Problem description – The result should be every line of the listing that contains "water".

Information –
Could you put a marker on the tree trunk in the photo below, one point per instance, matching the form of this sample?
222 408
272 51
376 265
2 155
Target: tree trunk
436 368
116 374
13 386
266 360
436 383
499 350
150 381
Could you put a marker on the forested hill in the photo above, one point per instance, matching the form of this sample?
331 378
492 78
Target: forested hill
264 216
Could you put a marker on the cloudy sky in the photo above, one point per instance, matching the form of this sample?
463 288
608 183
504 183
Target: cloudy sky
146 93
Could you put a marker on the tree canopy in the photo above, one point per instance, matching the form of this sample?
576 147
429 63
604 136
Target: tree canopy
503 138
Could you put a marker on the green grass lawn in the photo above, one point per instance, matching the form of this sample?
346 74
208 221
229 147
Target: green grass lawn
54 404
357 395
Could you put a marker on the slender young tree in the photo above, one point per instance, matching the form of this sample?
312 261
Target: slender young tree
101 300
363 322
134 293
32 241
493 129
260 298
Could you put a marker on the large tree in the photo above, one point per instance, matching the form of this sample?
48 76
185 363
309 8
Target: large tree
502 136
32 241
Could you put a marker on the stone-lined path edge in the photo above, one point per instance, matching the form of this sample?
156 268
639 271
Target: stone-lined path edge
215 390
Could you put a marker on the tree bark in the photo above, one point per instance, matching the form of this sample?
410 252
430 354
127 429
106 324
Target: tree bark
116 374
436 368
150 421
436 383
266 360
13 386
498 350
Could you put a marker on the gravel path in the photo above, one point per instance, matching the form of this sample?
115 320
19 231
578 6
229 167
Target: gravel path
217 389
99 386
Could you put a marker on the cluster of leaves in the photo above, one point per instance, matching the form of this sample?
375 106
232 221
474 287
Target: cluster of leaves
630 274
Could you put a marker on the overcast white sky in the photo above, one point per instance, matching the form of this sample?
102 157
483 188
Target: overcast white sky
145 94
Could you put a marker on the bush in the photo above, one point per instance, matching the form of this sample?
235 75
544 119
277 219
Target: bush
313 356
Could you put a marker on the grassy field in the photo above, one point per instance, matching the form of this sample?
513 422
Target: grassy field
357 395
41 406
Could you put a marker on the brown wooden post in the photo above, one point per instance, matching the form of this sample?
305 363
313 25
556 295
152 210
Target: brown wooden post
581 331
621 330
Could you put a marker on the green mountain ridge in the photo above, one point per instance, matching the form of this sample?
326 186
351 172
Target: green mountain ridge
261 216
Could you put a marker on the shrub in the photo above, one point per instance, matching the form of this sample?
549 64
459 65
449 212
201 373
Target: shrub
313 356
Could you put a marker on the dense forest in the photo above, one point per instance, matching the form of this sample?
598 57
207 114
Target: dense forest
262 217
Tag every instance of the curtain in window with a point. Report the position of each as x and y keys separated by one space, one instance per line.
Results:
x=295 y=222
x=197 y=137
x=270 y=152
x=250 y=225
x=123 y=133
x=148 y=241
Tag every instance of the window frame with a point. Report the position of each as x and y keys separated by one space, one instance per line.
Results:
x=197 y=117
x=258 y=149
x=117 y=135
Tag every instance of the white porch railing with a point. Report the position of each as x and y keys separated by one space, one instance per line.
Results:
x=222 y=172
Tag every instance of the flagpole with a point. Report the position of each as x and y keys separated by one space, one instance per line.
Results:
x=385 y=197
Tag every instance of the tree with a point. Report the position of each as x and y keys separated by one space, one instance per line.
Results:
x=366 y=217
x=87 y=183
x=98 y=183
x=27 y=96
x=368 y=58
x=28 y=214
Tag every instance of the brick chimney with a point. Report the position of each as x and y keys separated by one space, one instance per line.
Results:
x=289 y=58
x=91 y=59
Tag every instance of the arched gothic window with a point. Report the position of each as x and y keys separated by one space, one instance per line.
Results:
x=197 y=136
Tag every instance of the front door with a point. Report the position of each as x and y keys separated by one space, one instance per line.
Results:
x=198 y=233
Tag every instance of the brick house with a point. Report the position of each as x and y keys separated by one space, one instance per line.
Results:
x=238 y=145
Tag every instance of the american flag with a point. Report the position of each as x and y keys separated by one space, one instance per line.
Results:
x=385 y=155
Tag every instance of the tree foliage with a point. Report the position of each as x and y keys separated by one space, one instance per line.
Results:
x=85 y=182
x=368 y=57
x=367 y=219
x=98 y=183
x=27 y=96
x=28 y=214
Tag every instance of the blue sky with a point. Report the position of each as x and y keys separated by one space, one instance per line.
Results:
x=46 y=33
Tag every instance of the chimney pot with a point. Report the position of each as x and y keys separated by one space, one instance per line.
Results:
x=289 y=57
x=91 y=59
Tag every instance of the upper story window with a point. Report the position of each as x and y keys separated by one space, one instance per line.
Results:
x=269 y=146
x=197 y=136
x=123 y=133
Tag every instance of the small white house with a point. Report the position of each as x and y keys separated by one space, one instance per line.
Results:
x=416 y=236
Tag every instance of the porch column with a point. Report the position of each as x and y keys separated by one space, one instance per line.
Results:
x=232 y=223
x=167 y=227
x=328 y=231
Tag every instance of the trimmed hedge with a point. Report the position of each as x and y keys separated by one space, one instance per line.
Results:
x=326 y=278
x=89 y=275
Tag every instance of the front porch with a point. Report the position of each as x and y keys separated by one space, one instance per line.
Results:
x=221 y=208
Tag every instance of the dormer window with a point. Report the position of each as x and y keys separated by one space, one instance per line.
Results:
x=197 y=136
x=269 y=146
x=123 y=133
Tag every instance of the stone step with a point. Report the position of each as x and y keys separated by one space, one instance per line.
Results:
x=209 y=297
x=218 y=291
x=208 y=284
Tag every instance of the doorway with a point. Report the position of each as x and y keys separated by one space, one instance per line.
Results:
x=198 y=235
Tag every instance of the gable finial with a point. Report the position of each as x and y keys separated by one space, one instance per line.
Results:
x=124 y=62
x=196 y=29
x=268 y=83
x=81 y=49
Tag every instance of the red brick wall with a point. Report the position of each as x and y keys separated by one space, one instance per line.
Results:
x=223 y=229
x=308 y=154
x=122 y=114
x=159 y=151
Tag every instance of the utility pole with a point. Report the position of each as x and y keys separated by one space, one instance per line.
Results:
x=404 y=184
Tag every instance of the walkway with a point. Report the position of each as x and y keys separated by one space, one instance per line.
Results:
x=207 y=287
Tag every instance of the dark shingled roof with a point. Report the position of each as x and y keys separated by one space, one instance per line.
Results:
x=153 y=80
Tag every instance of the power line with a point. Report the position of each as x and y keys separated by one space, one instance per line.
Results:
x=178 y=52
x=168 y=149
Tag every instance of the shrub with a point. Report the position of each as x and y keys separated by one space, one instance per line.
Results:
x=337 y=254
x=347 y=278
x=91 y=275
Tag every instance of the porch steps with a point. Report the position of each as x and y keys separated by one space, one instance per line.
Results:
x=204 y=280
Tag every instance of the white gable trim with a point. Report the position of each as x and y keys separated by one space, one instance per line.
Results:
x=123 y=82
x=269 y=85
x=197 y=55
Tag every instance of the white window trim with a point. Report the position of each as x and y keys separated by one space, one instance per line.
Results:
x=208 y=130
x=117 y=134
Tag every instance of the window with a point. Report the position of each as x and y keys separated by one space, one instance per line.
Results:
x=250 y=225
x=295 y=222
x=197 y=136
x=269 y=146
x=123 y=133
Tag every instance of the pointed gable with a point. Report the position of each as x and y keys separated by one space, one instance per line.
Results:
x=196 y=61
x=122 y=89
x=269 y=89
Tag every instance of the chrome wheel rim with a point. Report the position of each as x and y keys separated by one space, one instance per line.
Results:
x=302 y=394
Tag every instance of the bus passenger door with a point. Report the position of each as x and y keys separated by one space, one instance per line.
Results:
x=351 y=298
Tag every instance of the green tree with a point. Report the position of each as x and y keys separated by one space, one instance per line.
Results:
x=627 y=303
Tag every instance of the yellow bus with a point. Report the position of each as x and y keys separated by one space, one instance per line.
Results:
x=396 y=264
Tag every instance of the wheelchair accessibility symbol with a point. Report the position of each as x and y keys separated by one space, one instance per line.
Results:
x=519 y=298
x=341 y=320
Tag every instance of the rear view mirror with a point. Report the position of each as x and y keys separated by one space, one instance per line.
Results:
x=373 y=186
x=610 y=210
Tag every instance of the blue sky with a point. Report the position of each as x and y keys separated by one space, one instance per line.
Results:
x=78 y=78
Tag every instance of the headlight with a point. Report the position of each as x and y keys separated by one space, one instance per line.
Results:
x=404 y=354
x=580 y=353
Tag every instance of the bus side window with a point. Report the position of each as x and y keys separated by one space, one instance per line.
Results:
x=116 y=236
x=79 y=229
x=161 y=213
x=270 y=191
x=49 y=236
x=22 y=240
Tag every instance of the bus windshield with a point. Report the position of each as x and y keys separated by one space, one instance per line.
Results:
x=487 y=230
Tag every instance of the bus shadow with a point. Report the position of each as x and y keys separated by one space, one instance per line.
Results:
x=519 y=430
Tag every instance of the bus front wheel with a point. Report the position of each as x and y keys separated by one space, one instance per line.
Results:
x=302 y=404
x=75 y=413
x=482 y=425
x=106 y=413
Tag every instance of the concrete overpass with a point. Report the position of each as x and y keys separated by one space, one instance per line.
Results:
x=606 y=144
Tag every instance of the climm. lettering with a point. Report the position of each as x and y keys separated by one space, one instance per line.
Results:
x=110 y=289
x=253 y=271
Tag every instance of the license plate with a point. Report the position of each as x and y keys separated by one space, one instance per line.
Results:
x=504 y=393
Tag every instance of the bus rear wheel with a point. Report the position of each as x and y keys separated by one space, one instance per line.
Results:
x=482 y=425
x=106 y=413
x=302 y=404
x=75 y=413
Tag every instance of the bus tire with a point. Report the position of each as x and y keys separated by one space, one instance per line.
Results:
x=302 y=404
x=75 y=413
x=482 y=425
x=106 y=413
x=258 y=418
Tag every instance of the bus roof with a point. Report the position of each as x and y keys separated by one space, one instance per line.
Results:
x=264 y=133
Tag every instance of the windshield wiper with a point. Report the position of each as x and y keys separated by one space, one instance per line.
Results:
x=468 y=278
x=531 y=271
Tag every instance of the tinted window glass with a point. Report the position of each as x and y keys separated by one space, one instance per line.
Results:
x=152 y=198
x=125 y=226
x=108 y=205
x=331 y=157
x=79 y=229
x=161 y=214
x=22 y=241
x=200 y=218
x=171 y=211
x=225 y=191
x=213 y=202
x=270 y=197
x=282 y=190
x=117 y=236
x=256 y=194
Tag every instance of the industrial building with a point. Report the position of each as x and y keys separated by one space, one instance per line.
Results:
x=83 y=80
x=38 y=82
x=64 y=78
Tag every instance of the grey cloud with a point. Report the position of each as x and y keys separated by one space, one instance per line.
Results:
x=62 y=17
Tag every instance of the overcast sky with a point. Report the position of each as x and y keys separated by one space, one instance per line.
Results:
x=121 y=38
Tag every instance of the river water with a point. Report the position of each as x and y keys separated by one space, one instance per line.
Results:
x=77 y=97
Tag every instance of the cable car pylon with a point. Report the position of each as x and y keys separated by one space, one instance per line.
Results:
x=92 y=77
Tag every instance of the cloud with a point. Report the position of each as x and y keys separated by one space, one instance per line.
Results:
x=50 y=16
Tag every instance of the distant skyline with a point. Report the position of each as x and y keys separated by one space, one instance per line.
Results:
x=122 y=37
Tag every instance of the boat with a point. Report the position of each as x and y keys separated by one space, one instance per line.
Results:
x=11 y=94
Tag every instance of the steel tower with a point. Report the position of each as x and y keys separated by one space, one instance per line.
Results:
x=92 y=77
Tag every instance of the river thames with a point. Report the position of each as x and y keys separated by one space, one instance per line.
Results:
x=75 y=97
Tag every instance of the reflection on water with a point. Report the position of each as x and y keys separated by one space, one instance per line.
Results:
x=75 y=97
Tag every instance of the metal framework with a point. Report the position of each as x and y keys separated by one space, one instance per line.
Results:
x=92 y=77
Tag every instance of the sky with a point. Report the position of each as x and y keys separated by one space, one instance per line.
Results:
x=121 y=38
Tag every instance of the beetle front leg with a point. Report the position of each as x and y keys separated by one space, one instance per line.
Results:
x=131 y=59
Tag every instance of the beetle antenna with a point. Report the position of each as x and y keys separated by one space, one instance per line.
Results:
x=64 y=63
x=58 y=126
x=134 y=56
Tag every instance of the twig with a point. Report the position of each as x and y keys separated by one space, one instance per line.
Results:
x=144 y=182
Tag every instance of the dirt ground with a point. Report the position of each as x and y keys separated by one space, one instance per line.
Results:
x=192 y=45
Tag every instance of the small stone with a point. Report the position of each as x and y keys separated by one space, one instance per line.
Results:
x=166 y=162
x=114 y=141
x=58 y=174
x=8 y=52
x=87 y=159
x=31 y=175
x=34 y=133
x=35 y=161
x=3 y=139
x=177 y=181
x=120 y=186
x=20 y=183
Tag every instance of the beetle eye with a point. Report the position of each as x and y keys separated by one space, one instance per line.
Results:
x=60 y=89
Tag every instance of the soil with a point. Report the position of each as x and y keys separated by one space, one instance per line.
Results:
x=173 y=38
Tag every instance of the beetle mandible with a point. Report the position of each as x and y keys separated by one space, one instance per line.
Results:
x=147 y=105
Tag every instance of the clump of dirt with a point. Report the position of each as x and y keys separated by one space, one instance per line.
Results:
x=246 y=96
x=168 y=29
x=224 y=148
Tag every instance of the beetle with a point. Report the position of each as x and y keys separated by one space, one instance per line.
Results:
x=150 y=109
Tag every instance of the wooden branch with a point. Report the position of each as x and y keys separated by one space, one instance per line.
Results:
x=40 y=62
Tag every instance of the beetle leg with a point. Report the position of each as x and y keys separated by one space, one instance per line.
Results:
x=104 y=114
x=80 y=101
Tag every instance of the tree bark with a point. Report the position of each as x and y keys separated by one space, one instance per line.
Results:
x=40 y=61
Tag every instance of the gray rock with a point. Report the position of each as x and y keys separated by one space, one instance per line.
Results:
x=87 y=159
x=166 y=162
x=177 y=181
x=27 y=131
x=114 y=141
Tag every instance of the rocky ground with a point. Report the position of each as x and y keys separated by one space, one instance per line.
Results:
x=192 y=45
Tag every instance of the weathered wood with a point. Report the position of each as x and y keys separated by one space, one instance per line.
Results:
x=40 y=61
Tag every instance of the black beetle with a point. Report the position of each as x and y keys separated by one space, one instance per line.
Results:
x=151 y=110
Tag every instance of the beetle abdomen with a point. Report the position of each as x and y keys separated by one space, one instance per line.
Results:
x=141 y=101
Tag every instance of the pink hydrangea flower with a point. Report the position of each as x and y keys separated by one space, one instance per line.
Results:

Result of the task –
Tag every instance of the river water with a point. Report the position of each as x and y keys separated by one space, one instance per line.
Tag every instance of the reflection on water with a point. Report the position of each as x and y keys separated by one space, one instance per line.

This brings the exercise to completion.